### Work instruction
When a line in the entries below contains the word "shirt", copy that line.

### Text-to-region grounding data

====

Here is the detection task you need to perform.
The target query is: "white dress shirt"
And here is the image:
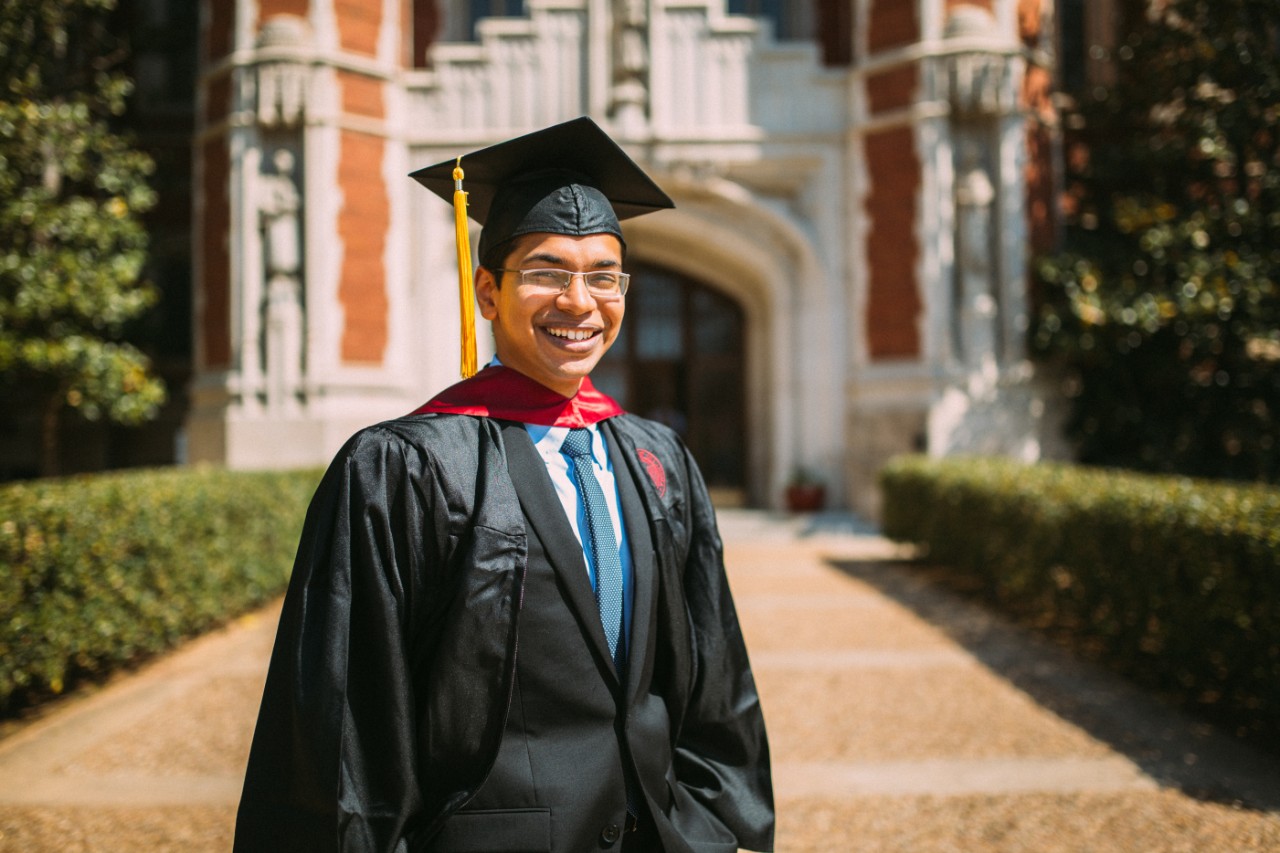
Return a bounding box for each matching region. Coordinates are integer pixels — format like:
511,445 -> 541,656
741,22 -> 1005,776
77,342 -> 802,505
525,421 -> 634,655
487,359 -> 635,652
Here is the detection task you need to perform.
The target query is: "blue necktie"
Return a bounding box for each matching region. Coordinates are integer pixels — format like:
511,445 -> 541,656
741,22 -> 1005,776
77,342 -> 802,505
561,427 -> 624,670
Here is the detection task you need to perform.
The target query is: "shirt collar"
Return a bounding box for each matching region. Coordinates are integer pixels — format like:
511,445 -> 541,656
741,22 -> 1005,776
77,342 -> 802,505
490,356 -> 604,463
528,421 -> 605,465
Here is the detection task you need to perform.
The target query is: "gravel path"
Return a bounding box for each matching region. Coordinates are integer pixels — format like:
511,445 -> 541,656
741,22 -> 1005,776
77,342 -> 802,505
1,510 -> 1277,851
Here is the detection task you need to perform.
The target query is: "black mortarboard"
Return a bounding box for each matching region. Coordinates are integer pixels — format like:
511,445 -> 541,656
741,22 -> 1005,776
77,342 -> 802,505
408,116 -> 674,377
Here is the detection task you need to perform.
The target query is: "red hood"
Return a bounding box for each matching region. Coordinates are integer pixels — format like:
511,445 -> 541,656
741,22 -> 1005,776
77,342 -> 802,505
410,365 -> 624,427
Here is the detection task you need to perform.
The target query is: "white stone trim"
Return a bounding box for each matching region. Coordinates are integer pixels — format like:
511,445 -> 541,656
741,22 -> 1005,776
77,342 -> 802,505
854,36 -> 1024,78
303,81 -> 343,393
918,110 -> 952,370
626,171 -> 840,508
237,0 -> 259,53
378,0 -> 400,66
203,45 -> 398,84
188,0 -> 1057,490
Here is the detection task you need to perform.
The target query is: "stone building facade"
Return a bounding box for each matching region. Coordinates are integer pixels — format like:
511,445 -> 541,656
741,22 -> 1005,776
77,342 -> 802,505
188,0 -> 1076,514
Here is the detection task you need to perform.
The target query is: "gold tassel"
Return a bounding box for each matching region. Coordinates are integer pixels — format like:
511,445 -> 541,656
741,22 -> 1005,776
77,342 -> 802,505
453,158 -> 478,378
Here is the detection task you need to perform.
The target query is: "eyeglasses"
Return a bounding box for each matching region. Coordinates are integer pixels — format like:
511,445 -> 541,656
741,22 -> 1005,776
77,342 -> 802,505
493,268 -> 630,300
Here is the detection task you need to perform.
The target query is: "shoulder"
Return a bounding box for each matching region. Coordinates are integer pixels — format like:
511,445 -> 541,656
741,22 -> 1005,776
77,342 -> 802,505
331,413 -> 502,482
606,413 -> 700,498
609,414 -> 690,470
609,412 -> 685,455
364,411 -> 496,445
316,414 -> 523,533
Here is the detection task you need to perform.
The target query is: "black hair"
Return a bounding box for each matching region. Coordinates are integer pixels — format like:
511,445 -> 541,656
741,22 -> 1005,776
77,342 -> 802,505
478,235 -> 626,285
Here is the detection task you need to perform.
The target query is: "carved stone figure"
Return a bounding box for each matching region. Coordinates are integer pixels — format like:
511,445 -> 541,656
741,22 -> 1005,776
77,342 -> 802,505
954,138 -> 998,373
256,15 -> 311,128
610,0 -> 650,133
260,149 -> 305,411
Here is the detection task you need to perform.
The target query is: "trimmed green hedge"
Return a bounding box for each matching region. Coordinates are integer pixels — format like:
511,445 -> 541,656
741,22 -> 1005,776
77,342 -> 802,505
0,466 -> 320,710
880,455 -> 1280,742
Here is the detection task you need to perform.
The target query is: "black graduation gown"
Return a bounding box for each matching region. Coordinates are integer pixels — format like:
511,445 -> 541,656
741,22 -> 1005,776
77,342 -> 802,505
232,412 -> 773,853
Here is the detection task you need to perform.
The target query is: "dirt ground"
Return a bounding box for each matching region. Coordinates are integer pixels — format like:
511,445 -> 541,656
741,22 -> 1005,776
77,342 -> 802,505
1,510 -> 1277,852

====

### Result of the exercise
The target query is: "white dress shirt"
The target query is: "shirt collar"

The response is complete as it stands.